- **Goal of the exercise**:
Transcribe the whole listing below without changing a word, but leave out every image.

- **Entries supplied**:

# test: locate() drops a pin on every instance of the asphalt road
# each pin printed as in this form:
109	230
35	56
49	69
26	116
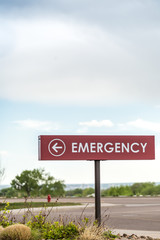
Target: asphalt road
117	213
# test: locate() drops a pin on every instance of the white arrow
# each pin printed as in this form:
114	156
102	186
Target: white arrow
55	147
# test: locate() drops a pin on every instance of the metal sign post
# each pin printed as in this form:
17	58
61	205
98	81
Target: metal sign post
97	192
89	147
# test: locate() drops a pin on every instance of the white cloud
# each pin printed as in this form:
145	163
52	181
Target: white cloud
95	123
37	125
143	124
64	59
3	153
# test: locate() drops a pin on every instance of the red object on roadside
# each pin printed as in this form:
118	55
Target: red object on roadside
94	147
49	198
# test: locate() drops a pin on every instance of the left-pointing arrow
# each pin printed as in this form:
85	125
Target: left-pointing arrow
55	147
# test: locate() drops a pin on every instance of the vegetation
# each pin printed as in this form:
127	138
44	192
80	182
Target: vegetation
38	228
36	183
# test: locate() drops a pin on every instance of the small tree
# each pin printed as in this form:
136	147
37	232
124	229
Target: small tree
37	182
28	181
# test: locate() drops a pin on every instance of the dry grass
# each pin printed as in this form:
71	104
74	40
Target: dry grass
17	231
92	233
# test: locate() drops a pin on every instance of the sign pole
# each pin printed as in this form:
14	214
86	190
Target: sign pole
97	192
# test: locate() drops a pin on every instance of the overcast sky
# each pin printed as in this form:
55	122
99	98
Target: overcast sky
78	67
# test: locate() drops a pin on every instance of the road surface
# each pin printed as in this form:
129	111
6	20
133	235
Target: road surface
142	213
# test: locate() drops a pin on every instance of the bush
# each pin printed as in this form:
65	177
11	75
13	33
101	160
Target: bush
16	232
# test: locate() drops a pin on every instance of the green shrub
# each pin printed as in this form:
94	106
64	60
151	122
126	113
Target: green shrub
16	232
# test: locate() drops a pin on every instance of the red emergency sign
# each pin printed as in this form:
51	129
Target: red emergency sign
88	147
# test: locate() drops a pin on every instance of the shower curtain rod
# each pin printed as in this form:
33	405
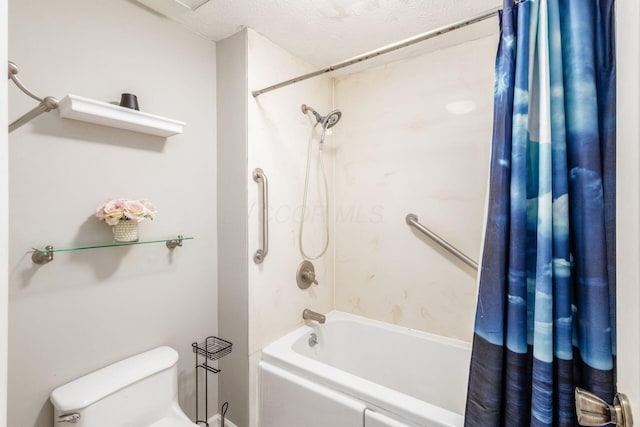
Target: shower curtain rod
375	53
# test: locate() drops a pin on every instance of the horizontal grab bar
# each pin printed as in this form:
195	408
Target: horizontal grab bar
412	220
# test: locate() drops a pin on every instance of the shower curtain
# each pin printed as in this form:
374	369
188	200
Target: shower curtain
545	320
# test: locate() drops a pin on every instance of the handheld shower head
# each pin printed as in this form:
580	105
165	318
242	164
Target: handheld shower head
331	119
305	109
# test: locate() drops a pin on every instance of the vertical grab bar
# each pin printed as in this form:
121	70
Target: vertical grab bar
260	177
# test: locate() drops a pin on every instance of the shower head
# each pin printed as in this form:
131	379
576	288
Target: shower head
305	109
331	119
328	121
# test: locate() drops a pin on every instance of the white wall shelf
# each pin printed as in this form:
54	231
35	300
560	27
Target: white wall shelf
105	114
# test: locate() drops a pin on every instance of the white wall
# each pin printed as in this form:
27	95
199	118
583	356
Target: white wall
401	148
628	201
4	220
87	309
233	272
278	138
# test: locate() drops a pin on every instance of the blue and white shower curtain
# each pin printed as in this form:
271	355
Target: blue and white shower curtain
545	320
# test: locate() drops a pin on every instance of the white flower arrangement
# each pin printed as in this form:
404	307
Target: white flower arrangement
117	210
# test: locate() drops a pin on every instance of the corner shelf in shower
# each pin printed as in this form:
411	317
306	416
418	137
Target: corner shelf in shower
45	255
105	114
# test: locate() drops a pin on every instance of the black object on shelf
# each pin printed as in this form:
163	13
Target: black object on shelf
211	349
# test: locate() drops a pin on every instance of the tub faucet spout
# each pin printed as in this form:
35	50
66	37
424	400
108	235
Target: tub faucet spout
312	315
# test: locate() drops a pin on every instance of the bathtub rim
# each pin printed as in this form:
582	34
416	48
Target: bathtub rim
406	408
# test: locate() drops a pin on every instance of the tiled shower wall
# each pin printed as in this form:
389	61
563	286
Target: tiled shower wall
415	138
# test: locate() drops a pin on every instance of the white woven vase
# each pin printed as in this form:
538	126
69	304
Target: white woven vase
125	231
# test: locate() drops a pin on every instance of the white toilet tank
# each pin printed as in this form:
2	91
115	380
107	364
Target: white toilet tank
135	392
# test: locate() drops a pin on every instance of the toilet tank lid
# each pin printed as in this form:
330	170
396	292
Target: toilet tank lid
89	389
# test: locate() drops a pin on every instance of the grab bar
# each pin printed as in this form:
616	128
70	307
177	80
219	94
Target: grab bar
412	220
260	177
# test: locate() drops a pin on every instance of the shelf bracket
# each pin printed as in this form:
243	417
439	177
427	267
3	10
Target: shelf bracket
43	257
172	244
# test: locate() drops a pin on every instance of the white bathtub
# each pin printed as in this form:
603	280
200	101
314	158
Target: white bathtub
363	373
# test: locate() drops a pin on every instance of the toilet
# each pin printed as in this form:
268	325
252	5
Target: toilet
141	391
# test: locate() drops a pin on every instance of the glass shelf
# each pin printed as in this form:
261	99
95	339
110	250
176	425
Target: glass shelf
45	255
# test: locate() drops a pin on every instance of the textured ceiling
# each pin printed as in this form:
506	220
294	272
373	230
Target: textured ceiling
323	32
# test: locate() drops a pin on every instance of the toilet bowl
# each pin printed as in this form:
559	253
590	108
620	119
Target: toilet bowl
141	391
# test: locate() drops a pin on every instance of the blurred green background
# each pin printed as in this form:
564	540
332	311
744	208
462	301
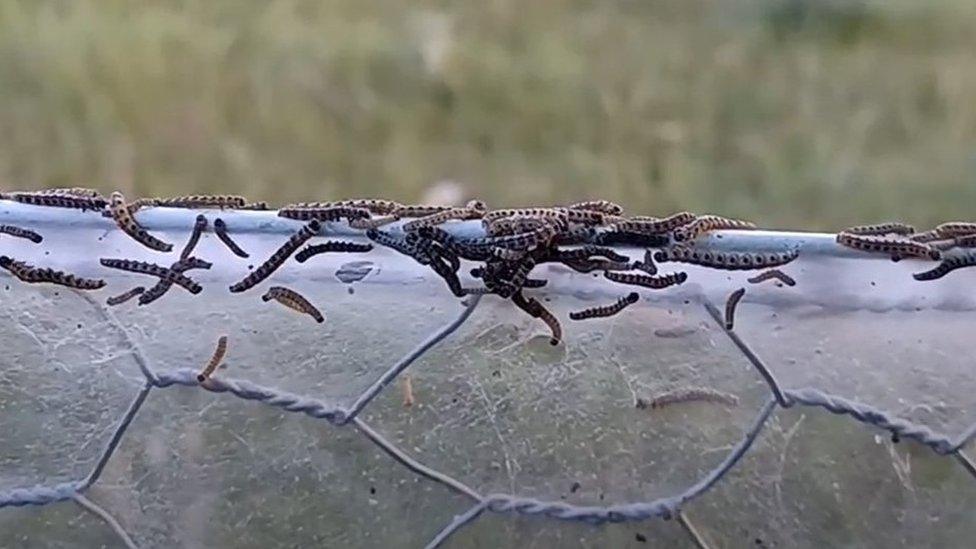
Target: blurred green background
802	114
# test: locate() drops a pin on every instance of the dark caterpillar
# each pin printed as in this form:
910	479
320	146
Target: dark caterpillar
21	233
606	310
278	258
34	275
220	229
729	261
293	300
124	219
331	246
654	282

- **Written response**:
# test: locate() drops a pin on every instance of the asphalt road
# each pin printed as in this form:
109	230
35	56
49	69
26	116
Target: asphalt road
117	213
# test: locate() drops a pin on every instance of the white arrow
# each pin printed as in this form:
114	156
102	186
Target: white arrow
55	147
# test: locate() drops a pin on every instance of the metal sign post
# each pin printed as in this form:
17	58
61	205
98	81
Target: metal sign post
97	192
89	147
# test: locate() drops a pin on every instance of the white cloud
# each pin printed as in this form:
145	163
52	181
Target: white cloud
95	123
37	125
143	124
64	59
3	153
# test: locate() drops a pin on every instance of the red object on roadside
# each pin printed as in this form:
118	55
Target: red object on roadside
94	147
49	198
# test: locate() drops a pin on every instance of the left-pointing arrow
# each pin printed as in this form:
85	125
Target: left-pointing arrow
55	147
# test: locate() drops a pin on every instance of the vegetation
# each pin printed as in this form:
127	138
44	192
80	182
Target: vegetation
38	228
36	183
# test: locate() drops a pin on every instance of the small tree
# each pin printed as in this form:
136	147
37	232
124	229
Target: small tree
37	182
28	181
# test: locate() drops a pin on every instance of the dry grass
# each pin printed as in this form:
71	104
74	40
Target: dry grass
17	231
92	233
# test: locate() drops a pin on every instance of the sign pole
# each pin printed as in this form:
14	214
86	190
Target: sign pole
97	192
# test: locate() drops a pin on every instance of the overcast sky
# each pin printed as in this form:
55	122
99	98
Target: overcast sky
78	67
# test: locate() drops a pin on every instance of the road surface
# each pin printed as in this form:
129	111
6	20
133	235
Target: road surface
142	213
# test: locate() drops a pin on every instance of the bush
# each pin printed as in this form:
65	177
11	75
13	33
101	160
Target: bush
16	232
# test: locate() drops a pin on every instance of the green shrub
# each pin printed as in this form:
94	106
64	60
151	122
126	113
Target: green shrub
16	232
# test: locate() drops a pin on every instance of the red emergency sign
# each pin printed as in this form:
51	129
Target: red emergency sign
88	147
# test: locate() drops a pin on every instance of the shower curtain rod
# each pin printed as in this form:
33	405
Target: shower curtain rod
375	53
# test: locate() drops a pin on every instance of the horizontal grab bar
# each pin printed as in this form:
195	408
Target: horizontal grab bar
412	220
# test: locate() drops a pin on every instance of the shower curtain
# each pin printed as in this form:
374	369
188	200
Target: shower curtain
545	320
# test: locate() drops a pin on every instance of the handheld shower head
# each pin printed as in this form:
580	105
165	318
242	164
Target: handheld shower head
331	119
305	109
# test: locate() drops a pin on every instance of the vertical grab bar
# each pin printed as in this form:
121	70
Target: vertical grab bar
260	177
# test: locate() drops a pin on every instance of the shower head
# each pin printed as in this form:
131	379
576	288
Target: shower head
305	109
331	119
328	121
# test: locate() drops a pin on every instance of the white wall shelf
# each pin printed as in this form:
54	231
35	300
560	27
Target: white wall shelf
105	114
# test: locate() drops a pin on every instance of the white wall
# each pin printed as in this form:
27	95
199	118
583	356
Target: white wall
401	148
628	201
4	220
87	309
233	272
278	138
# test: locate() drops a pin on every instance of the blue and white shower curtain
# each pin printed as in this form:
271	355
Target: blue and white shower curtain
545	320
# test: locate() drops a pin on every instance of the white flower arrangement
# each pin printed as in this form:
404	307
Target: white flower arrangement
117	210
# test: locate() drops a pin on every instance of the corner shelf in shower
# each pin printed as in this form:
411	317
306	416
418	137
Target: corner shelf in shower
45	255
105	114
# test: locate() drops a pin on every instance of the black object on shelf
# each pin printed as in this form:
163	13
Target: black object on shelf
211	349
# test: locate() drops a pin on every instance of the tub faucet spout
# each pin printed as in this form:
35	50
66	37
424	400
108	235
Target: tub faucet spout
312	315
# test: locate() drops a pin on every instance of the bathtub rim
# each pin printed as in this form:
582	34
416	48
Target: bathtub rim
406	408
# test: locate() drops a pin on every instance of the tiled shower wall
# each pin printed as in this form:
389	61
563	286
Target: tiled shower wall
415	138
# test: locate() drops a pin on every instance of the white woven vase
# each pin printed as in this form:
538	126
69	304
Target: white woven vase
125	231
# test: locate() drops a pin on every instance of the white toilet tank
# each pin printed as in this form:
2	91
115	380
107	364
Target: white toilet tank
135	392
# test: locate() drops a pin on every instance of the toilet tank lid
# each pin printed as in this form:
330	170
396	292
Target: toilet tank lid
89	389
# test: locate() drops a pin on every instance of the grab bar
# each pin printed as in this form:
616	128
70	307
177	80
219	94
Target: grab bar
412	220
260	177
# test: locate() drops a pin on every instance of the shelf bracket
# each pin printed as in this form:
243	417
439	177
427	267
3	10
Target: shelf bracket
43	257
172	244
# test: locate() drops a pin on every instance of the white bathtub
# each pin printed as in this form:
603	280
200	101
314	158
Target: white bathtub
363	373
# test: locate() drops a pin on every instance of the toilet
# each pin printed as in this form:
268	325
252	5
Target: toilet
141	391
# test: locate() drops a pin on every instance of the glass shelf
# each pin printed as in this form:
261	99
95	339
110	250
176	425
Target: glass shelf
45	255
# test: locate() drops a pin on every instance of the textured ceiling
# each pin printed as in this form:
506	220
294	272
373	230
Target: textured ceiling
323	32
# test: locate() drops a pin on every instance of the toilet bowl
# each pin printed as in this form:
559	253
590	108
620	119
Target: toilet bowl
141	391
# test: locate() drops a pin on every instance of the blurred green background
# each pin printed as in this form:
564	540
332	311
744	208
462	301
Target: blurred green background
802	114
# test: locate() drops a pin on every instance of the dark caterpillar
# each pin printed as in this form:
910	479
320	146
Target: dark caterpillar
21	233
606	310
278	258
34	275
220	229
729	261
293	300
124	219
331	246
654	282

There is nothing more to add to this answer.